**SET PROBLEM**
Set down the full listing exactly as given. Any pictures are to be left out.

**EXERCISE INPUTS**
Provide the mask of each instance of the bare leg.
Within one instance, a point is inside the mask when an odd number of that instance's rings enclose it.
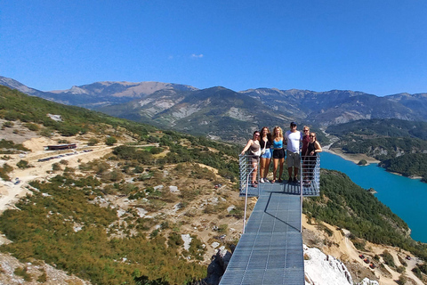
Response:
[[[265,176],[264,172],[265,172],[265,164],[266,164],[267,159],[260,159],[260,177],[263,178]]]
[[[269,169],[270,169],[270,163],[271,162],[271,159],[265,159],[265,166],[264,166],[264,178],[267,178],[267,175],[269,175]]]
[[[285,162],[285,159],[280,159],[279,170],[278,170],[278,180],[282,180],[284,162]]]
[[[273,181],[276,181],[276,174],[278,173],[278,159],[273,159]]]
[[[254,168],[254,172],[252,173],[252,183],[254,184],[256,181],[256,172],[257,172],[257,163],[254,162],[252,164],[252,167]]]

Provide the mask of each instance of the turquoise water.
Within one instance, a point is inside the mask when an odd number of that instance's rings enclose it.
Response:
[[[374,188],[376,198],[407,224],[411,237],[427,242],[427,183],[391,174],[376,164],[360,167],[329,152],[321,153],[320,165],[345,173],[362,188]]]

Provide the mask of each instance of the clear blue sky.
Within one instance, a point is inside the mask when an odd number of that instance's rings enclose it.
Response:
[[[4,0],[0,76],[425,93],[427,1]]]

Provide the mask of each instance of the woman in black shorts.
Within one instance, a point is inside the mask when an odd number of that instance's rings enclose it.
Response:
[[[278,167],[278,180],[282,182],[283,164],[285,162],[285,150],[283,149],[284,142],[283,131],[280,126],[275,126],[273,129],[273,180],[271,183],[276,182],[276,174]]]

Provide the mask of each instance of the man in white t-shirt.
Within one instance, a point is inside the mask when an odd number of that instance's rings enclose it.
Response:
[[[296,130],[296,124],[291,123],[291,129],[285,134],[285,141],[286,142],[286,162],[287,172],[289,174],[288,183],[298,183],[298,170],[300,169],[300,142],[302,135],[300,131]],[[292,176],[292,168],[294,167],[294,179]]]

**RESULT**
Provide the mask of each instance of the bare leg.
Within one instance, a point is inside the mask when an odd number of that instance's rings enclose it.
Response:
[[[265,176],[264,172],[265,172],[265,164],[266,164],[267,159],[260,159],[260,177],[263,178]]]
[[[269,169],[270,169],[270,163],[271,162],[271,159],[265,159],[265,166],[264,166],[264,178],[267,178],[267,175],[269,175]]]
[[[285,162],[285,159],[280,159],[279,170],[278,170],[278,180],[282,180],[284,162]]]
[[[273,181],[276,181],[276,174],[278,173],[278,159],[273,159]]]
[[[254,168],[254,172],[252,173],[252,183],[254,184],[256,181],[256,172],[257,172],[257,163],[254,162],[252,164],[252,167]]]

Provide the mask of each instance of the turquoise water.
Within one instance, a point is inside the mask when an odd number of that instance's rings enclose it.
Response:
[[[374,188],[376,198],[407,224],[411,237],[427,242],[427,183],[391,174],[376,164],[360,167],[329,152],[321,153],[320,165],[345,173],[362,188]]]

Provide the mask of each instance of the clear blue sky.
Within one instance, a point is inside the mask when an odd number of that instance's rings enclose it.
Response:
[[[4,0],[0,76],[425,93],[427,1]]]

Provide the mask of each instance of the woman in black shorts.
Within one instance, a point is inside the mask when an odd number of that instance's rings enclose it.
Response:
[[[278,167],[278,180],[282,182],[283,164],[285,162],[285,150],[283,149],[284,142],[283,131],[280,126],[275,126],[273,129],[273,180],[271,183],[276,182],[276,174]]]

Provide the mask of each instance of the man in white t-shirt.
Within one instance, a point is inside the mask when an odd number of that instance's rings enclose it.
Response:
[[[296,130],[296,124],[291,123],[291,129],[285,134],[285,141],[286,142],[286,162],[287,172],[289,174],[288,183],[298,183],[298,170],[300,169],[300,142],[302,135],[300,131]],[[292,176],[292,168],[294,167],[294,179]]]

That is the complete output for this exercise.